Your answer must be an exact copy of the listing, with the images left out.

- Excerpted data:
+--

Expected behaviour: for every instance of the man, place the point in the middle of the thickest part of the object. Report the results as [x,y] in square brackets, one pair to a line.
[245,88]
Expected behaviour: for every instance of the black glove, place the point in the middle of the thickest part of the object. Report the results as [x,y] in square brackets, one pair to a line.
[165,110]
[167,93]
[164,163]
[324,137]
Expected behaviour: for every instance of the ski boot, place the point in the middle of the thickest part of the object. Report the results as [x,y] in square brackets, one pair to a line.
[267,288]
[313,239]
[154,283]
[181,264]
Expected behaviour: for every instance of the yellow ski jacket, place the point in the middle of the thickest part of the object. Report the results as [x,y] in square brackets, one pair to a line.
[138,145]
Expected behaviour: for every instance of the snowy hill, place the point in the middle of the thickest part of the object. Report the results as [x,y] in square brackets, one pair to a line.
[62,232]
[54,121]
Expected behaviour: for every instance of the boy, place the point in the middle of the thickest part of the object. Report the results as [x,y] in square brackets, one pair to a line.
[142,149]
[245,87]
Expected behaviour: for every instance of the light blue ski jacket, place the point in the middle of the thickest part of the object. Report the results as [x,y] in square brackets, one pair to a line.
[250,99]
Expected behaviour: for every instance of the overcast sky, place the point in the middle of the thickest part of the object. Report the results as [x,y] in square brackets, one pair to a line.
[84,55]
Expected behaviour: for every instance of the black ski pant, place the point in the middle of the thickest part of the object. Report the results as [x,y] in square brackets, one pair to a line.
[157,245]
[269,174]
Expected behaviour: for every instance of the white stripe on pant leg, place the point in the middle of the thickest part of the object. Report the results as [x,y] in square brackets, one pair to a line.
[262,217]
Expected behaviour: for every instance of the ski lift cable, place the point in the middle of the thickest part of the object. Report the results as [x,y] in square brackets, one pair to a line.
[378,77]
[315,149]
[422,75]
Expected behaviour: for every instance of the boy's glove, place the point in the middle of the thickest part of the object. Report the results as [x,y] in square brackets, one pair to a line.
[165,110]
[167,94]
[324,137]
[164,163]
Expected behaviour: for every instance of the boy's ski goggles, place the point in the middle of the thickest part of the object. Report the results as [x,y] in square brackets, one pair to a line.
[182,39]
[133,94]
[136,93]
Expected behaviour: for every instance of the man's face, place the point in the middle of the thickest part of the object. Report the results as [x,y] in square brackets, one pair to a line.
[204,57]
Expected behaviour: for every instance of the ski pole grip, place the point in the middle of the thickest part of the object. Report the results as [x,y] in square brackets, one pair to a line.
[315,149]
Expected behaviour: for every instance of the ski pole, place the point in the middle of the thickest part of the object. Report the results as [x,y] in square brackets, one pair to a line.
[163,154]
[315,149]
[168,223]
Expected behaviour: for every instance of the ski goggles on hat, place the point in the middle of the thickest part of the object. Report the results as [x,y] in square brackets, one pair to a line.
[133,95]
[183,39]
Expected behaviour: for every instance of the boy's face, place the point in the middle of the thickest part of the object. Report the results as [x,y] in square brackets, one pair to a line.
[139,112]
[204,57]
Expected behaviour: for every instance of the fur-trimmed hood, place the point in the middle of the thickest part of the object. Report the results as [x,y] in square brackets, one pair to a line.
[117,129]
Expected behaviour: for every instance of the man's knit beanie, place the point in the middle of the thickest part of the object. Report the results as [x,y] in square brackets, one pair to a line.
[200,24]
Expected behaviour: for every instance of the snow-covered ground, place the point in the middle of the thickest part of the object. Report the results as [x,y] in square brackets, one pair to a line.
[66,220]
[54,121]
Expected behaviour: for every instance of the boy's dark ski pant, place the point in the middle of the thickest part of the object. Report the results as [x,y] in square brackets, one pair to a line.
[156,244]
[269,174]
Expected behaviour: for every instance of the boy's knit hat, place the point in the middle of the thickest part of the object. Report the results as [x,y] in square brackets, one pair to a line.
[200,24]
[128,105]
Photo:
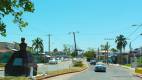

+--

- Exercise answer:
Expected behaviour: for every instance of the man, place the point in the middle of the thickest part of the object. Report the results as [x,y] in square brackets, one pair to a line.
[245,88]
Expected behaviour: for every instance of the black glove, place the point in the middle of the thickest part of the object. Report the results as [x,y] in square brackets, one pair to a line.
[165,110]
[167,93]
[164,163]
[324,137]
Expected behaviour: for every instance of the ski boot, place the point in the middle of the thickest part of the object. Report the results as [x,y] in square brackets, one pair to a line.
[267,288]
[313,239]
[154,283]
[181,264]
Expected behaviour: for every instance of the yellow ski jacket, place the point in the middle of the thickest part of the object. Report the results as [x,y] in square brackets, one pair to a line.
[138,145]
Expected behaviour: for every instance of the snowy hill, place the point in the middle of the thickest part of the object. Report the results as [x,y] in square brackets, one pair to a line.
[62,232]
[54,121]
Expected behaviour: for every instance of the boy, place the point in the middle of the thickest part of the object. Report the results as [x,y] in square brackets, one pair to a line.
[142,149]
[245,87]
Expected behaviour: for every instance of the light blue ski jacket, place the point in the middle of the thickest part of the object. Report the results as [x,y] in square brackets, one pair to a line.
[250,99]
Expected behaviour: for every instance of the overcast sky, place the point in the middle of the thickest part of the object. Report the results as [x,y] in square brackets, one pair to a line.
[84,55]
Expected behaviour: for every instance of the black ski pant, place the point in the middle of the thickest part of the object. Report the results as [x,y] in square brackets, one pair to a line.
[157,245]
[269,174]
Expected behaviour: for every instance of the white stripe on pant leg, place the point in the middle of the thickest part of the object. Report the results as [x,y] in square brackets, one pair to a line.
[262,217]
Expected behaviour: for every instance of the ski lift cable, place the point in the middle of the thickest part of the object. Report the results as [x,y] in square brackets, one pair to a line.
[378,77]
[315,149]
[422,75]
Expected behaviour: for every instance of the boy's glove, place the point in the middle of the thickest part of the object. Report the results as [x,y] in square brackets, one pair to a line.
[165,110]
[167,94]
[324,137]
[164,163]
Expected behaviour: for every instance of the boy's ski goggles, place the point in the middle of the thickest part of the object. Report the results as [x,y] in square brackets, one pair to a line.
[182,39]
[133,94]
[136,93]
Expected behaviour: for every instance of the man's face, place the point in the middle of the thickest part of the object. Report the results as [x,y] in square brackets, one pair to a line.
[204,57]
Expected behaviour: for every instance of the ski pole grip, place the point in the middle of the thickest part of the object. Report the results as [x,y] in square brackets, one pair to a line.
[315,149]
Expected behaviour: for every instance of the ski pole, place the point in the middle of the thickest part of the object. Report the results as [x,y] in square brackets, one pair to a line.
[163,154]
[315,149]
[168,223]
Expected behaviour: for every instance of the ski goggles on hat, place the point in the middle of the thickest part of the object. Report the results as [x,y] in square brackets, one pair to a line.
[133,95]
[183,39]
Expected behaviour: for every instance of the boy's face, place the point in the middle of the thickest part of the object. Report the results as [x,y] in square brackets, one pair to a line.
[139,112]
[204,57]
Expected behaviour: for every instance of the fur-trimmed hood, place the point in the middle of the thickest part of the object. Report the results as [x,y] in square brackets, one pair to a line.
[117,129]
Expected behaviour: for every instance of the man's knit beanie, place the point in the middle of the thickest part of the object. Report the results as [x,y] in square brackets, one pair to a line.
[200,24]
Expected behaviour: for every instance of the snow-covered ground, place the point in the middle of the thickest part of the object. Report the results as [x,y] in square brackets, one pair to a line.
[66,220]
[54,121]
Expected behaviour: for every instance of the boy's dark ski pant, place the point in the middle of the thickest part of the object. Report the results as [x,y] in square brackets, one pair to a line.
[156,244]
[269,174]
Expected behaviour: for every instance of the boy's knit hat, place the point in the middle of the thickest part of the object. Report the results as [x,y] in square brackets, one pair to a line.
[200,24]
[128,105]
Photo:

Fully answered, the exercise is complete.